— Start —
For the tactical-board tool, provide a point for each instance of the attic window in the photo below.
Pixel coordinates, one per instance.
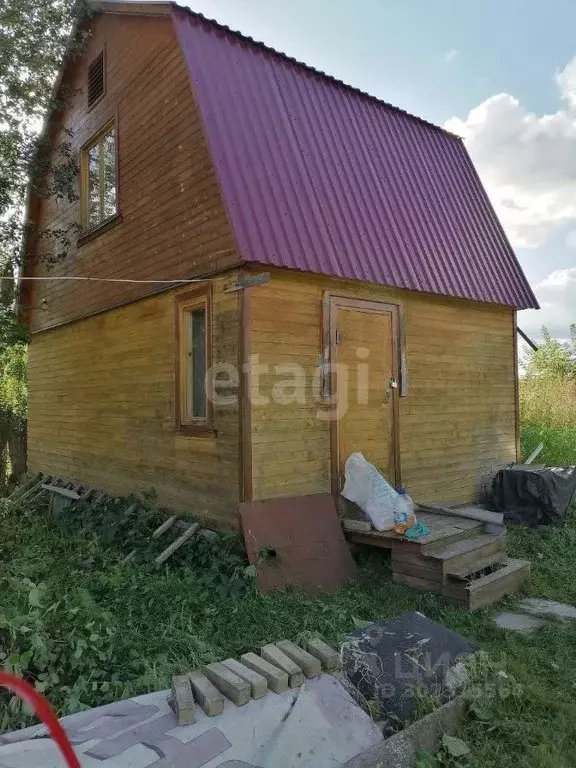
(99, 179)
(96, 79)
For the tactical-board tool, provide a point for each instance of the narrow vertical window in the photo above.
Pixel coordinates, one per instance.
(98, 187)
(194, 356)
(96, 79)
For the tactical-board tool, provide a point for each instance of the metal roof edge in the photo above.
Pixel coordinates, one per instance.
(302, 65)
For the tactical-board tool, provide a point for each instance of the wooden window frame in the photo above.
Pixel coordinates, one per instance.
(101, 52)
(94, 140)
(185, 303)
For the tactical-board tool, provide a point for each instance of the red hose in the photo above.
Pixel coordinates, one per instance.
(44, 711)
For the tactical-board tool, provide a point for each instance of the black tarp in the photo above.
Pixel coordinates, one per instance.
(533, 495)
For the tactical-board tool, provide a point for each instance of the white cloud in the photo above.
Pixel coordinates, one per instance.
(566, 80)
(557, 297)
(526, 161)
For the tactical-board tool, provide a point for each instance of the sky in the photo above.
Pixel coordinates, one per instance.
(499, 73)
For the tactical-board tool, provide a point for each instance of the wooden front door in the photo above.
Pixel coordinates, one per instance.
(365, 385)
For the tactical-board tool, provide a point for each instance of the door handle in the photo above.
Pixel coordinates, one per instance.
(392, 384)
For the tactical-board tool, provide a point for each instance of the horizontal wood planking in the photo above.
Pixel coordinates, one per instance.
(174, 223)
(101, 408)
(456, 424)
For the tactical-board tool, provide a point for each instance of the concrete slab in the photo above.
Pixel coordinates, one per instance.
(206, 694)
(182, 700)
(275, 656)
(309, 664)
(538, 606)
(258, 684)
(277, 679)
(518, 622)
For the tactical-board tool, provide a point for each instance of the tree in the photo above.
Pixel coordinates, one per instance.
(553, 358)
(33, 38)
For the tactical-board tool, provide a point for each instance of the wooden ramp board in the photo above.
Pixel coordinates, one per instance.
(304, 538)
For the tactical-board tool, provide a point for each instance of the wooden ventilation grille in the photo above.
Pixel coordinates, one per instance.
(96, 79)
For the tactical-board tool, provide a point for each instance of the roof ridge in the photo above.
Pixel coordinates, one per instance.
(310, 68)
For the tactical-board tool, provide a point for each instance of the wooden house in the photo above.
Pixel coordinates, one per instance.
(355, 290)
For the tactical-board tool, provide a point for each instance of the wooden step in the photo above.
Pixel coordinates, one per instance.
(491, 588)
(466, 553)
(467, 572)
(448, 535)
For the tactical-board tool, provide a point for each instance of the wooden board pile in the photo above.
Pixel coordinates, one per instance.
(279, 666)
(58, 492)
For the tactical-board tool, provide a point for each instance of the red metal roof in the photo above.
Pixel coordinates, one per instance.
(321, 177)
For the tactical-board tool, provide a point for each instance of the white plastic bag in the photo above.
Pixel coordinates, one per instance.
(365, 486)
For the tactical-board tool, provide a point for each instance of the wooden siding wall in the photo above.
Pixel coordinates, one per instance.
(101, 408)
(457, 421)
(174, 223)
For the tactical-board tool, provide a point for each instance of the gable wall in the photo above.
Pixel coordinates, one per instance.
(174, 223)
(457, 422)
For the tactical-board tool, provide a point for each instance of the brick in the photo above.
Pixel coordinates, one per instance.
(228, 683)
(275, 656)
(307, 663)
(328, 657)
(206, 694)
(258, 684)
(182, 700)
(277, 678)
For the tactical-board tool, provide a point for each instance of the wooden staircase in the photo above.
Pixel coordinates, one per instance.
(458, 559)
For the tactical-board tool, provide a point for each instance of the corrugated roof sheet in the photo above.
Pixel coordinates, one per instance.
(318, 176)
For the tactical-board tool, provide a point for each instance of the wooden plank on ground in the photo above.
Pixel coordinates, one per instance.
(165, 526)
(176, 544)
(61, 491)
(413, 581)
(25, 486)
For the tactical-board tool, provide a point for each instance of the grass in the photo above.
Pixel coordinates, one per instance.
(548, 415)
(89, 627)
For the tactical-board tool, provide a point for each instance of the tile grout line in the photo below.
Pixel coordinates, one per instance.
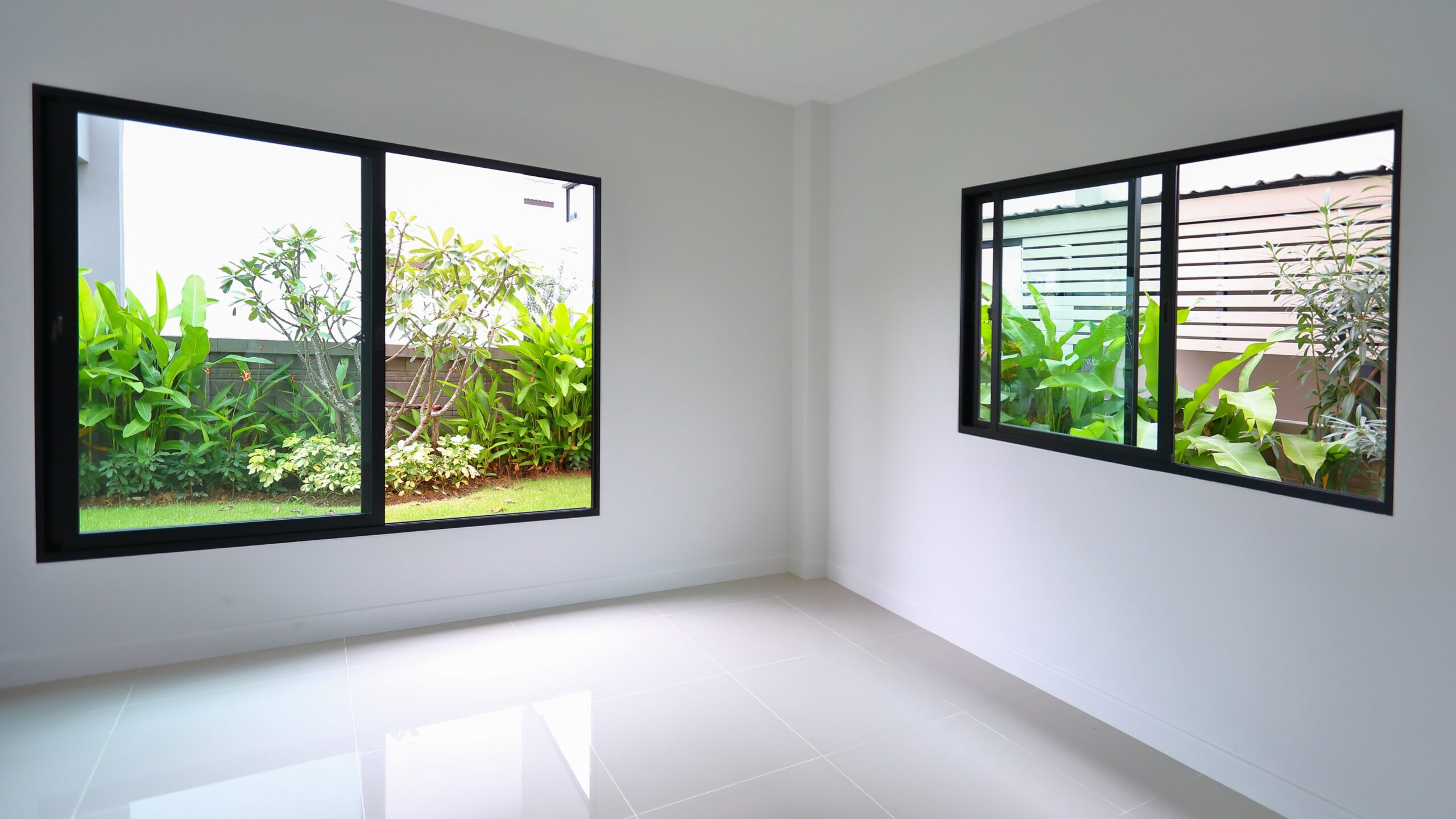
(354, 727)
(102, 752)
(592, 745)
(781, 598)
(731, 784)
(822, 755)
— End —
— Start —
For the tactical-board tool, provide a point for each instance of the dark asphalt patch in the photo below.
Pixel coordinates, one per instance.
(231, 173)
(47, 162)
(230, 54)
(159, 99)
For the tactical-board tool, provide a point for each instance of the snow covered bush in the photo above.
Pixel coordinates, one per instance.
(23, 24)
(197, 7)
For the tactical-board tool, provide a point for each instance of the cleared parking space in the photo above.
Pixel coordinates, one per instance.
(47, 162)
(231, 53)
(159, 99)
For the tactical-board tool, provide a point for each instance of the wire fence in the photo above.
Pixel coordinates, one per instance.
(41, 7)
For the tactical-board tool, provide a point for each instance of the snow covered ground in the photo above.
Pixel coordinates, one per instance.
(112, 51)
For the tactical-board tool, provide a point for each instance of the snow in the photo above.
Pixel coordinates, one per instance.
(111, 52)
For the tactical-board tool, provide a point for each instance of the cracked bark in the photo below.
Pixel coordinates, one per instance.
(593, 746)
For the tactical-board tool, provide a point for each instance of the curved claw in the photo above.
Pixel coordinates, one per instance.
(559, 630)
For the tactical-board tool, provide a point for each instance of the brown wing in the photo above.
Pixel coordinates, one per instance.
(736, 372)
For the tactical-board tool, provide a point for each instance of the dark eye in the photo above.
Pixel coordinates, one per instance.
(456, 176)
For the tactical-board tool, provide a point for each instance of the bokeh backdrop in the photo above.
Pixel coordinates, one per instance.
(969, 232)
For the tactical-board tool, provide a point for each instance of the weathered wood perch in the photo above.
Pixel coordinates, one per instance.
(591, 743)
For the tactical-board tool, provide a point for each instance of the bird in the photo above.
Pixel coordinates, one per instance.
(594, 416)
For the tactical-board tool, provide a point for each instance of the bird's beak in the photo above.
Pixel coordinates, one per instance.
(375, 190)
— End —
Exercise task:
Find each line in the data above that contains the word "snow" and copy it.

Exercise output:
For the tactical-board tool, provide a point for each instance of the snow covered bush in the photo above.
For the tactical-board tool, provide a point for each instance of the snow covered ground in the photo above.
For the tactical-board tool, provide a point for each instance of the snow in the photo above.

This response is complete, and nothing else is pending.